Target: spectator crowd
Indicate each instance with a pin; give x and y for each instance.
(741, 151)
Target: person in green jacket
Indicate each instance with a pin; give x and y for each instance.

* **TO BE DONE**
Rescale the material above by writing out every line in full, in order. Multiply each x and y coordinate in the answers by 2.3 and round it to the nearest whole number, rounding halves up.

* **ANSWER FOR THE TASK**
Target: spectator crowd
Indicate each instance with a pin; give x and y for each instance.
(1704, 347)
Target: person in green jacket
Indicate each instance with a pin; give x and y for each instance.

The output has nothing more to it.